§ SHORT EXERCISE: Exactly reproduce the lines from the one holding "Where can the forearm" through the final line of the listing below, with both ends included and nothing else.

§ DATA TO USE:
******************************

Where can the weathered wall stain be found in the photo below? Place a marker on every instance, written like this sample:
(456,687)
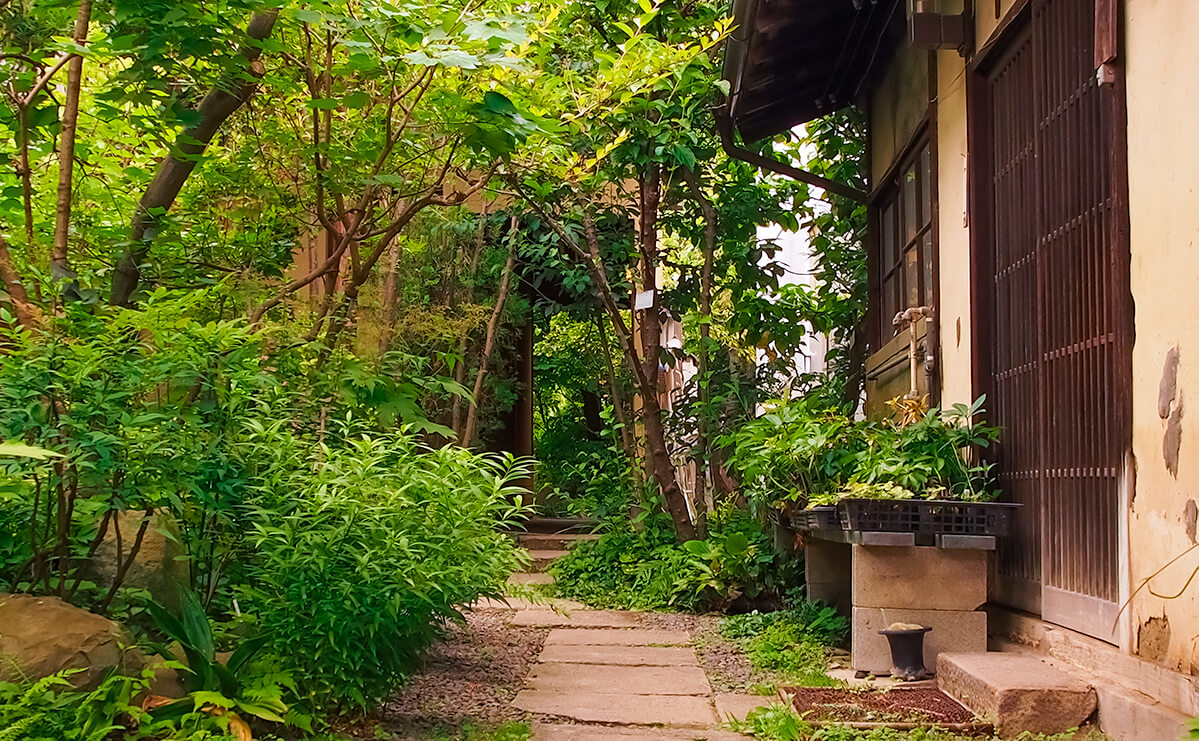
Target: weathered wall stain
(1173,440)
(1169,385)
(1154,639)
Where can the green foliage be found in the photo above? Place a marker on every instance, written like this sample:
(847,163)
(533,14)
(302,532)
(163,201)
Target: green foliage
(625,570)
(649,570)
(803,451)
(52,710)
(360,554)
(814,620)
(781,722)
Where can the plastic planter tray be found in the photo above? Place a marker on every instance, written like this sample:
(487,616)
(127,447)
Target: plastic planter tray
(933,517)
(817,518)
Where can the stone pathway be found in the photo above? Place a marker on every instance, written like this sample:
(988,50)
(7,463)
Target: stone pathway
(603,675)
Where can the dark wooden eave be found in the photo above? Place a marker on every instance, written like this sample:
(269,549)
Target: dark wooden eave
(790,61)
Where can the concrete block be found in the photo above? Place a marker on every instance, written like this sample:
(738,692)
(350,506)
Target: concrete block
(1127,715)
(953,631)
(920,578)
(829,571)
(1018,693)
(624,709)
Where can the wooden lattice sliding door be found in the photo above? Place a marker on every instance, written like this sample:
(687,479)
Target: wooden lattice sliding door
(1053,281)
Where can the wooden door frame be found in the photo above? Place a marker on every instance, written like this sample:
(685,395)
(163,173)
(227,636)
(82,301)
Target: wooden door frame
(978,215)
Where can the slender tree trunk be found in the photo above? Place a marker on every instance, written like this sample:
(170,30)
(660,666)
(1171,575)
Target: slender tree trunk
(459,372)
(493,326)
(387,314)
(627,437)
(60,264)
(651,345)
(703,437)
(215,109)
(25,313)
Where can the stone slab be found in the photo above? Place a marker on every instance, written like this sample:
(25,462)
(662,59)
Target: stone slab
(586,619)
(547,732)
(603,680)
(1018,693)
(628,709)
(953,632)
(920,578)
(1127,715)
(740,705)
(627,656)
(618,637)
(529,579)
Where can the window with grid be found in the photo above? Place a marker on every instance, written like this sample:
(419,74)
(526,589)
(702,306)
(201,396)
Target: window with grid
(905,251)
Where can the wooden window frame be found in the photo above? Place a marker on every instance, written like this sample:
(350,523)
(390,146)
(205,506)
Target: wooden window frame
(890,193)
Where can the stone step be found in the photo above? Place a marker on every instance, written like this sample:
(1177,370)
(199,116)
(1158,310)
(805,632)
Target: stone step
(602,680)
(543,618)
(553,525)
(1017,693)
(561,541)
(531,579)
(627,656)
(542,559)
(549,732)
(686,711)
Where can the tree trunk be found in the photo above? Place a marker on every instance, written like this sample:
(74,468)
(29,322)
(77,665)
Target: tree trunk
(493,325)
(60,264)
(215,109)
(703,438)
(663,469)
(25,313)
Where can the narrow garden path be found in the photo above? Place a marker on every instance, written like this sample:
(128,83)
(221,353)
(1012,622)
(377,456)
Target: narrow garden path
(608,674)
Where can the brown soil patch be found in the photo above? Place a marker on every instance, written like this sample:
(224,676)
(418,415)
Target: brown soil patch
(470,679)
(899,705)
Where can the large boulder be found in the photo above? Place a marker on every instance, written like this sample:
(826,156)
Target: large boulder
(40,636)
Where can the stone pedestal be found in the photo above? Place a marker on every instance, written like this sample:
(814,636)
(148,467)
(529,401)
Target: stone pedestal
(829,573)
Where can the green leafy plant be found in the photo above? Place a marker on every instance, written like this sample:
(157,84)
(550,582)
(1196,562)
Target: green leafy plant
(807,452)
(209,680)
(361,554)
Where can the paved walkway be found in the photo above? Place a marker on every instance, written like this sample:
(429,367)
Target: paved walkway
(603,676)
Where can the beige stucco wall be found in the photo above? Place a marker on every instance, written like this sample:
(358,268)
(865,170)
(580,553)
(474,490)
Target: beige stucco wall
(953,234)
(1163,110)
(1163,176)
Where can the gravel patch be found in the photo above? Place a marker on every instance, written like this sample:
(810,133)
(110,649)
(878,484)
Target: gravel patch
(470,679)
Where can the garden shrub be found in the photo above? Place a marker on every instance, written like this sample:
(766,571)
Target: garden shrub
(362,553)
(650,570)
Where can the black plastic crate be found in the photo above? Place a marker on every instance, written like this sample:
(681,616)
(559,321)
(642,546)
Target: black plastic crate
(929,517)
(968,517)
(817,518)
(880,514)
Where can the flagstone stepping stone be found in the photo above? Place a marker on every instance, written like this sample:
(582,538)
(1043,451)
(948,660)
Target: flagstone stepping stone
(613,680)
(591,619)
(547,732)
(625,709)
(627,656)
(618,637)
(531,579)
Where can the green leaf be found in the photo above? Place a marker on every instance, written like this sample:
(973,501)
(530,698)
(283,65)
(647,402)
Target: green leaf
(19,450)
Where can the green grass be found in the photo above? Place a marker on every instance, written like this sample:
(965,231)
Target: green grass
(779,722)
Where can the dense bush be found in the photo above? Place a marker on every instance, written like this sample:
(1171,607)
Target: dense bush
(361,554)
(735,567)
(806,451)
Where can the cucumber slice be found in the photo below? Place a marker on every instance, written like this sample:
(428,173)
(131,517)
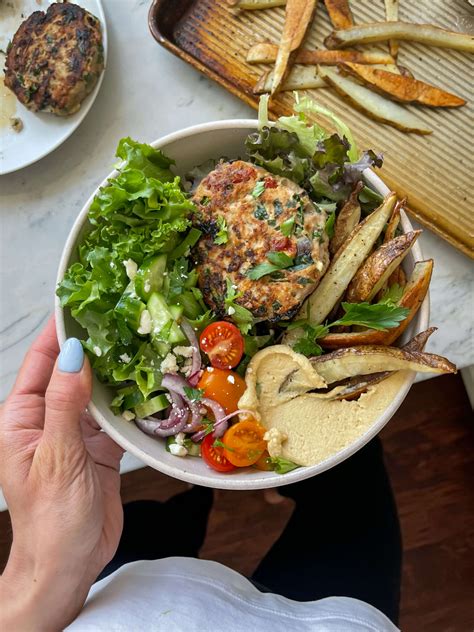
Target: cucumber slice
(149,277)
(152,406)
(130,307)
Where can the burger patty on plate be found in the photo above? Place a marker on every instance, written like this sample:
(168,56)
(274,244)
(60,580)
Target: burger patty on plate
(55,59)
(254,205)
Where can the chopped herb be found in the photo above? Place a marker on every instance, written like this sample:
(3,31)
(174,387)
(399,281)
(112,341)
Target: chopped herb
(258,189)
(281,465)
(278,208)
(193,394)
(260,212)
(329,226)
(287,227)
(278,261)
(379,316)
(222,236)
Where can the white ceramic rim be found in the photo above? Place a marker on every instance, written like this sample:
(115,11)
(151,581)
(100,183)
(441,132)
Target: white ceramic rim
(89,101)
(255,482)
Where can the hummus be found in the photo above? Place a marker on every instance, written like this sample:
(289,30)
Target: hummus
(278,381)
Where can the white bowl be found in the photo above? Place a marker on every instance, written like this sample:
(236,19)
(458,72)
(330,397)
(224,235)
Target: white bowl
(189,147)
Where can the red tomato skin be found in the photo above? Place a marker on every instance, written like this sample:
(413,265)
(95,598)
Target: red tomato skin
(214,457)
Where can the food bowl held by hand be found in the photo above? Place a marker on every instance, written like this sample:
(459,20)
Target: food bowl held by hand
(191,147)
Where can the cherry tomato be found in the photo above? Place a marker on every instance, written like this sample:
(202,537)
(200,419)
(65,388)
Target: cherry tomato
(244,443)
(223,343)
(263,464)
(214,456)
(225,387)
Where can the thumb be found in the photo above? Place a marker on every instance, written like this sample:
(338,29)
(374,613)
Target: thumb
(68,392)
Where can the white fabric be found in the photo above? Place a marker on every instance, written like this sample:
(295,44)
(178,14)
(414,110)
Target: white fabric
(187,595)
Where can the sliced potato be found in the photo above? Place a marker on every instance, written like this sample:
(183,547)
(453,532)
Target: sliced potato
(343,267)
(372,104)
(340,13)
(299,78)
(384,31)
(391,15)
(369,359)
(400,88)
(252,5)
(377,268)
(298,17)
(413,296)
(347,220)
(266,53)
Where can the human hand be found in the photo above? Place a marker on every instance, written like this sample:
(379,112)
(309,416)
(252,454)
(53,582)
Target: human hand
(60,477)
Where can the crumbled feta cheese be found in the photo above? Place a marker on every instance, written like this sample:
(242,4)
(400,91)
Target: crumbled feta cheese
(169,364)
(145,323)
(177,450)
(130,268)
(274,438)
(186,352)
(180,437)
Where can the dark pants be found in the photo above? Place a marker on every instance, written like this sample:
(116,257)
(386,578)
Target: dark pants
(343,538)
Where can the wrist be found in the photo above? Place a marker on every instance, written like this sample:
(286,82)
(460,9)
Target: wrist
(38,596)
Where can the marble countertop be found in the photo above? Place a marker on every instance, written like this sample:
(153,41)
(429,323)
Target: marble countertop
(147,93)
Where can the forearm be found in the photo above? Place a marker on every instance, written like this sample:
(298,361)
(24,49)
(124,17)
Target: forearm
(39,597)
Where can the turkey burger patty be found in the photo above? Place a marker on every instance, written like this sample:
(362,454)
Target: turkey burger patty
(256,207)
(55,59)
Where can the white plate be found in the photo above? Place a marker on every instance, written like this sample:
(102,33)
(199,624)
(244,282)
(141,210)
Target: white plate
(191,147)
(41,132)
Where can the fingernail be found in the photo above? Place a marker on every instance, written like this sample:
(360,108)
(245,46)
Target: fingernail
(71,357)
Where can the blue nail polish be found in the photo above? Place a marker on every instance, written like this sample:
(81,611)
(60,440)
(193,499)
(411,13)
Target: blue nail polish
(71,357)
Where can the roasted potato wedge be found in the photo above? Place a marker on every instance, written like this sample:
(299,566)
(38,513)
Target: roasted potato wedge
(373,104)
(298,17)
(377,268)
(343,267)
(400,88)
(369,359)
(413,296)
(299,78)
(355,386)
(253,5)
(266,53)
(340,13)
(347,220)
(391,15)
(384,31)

******************************

§ ANSWER TO THIS TASK:
Where can the forearm be found in the photo above? Place a marker on every instance, written like this sample:
(298,361)
(24,49)
(124,17)
Target: forearm
(39,597)
Where can the turkey burger patty be found in the photo above? Place a marker on every instance, written like this sample:
(362,454)
Target: turkey burger patty
(256,207)
(55,59)
Where can the white plate be found in the photo above? Place a marker on every instance, written like this sample:
(102,33)
(199,624)
(244,282)
(141,210)
Target: white plate
(191,147)
(41,132)
Where can the fingernail be found in the photo above? Place a marker on every instance, written like this sample:
(360,108)
(245,46)
Target: fingernail
(71,357)
Where can the blue nail polish be found in the photo above? Place a marker on every instance, written like this sample:
(81,611)
(60,440)
(193,499)
(411,13)
Target: blue nail polish
(71,357)
Where can the roasted potato wedge be found in the photo above? Place a marker on every instance, written like this sample:
(299,566)
(38,513)
Target: roasted potato wedge
(373,104)
(298,17)
(377,268)
(343,267)
(400,88)
(369,359)
(413,296)
(299,78)
(355,386)
(253,5)
(266,53)
(340,13)
(347,220)
(391,15)
(384,31)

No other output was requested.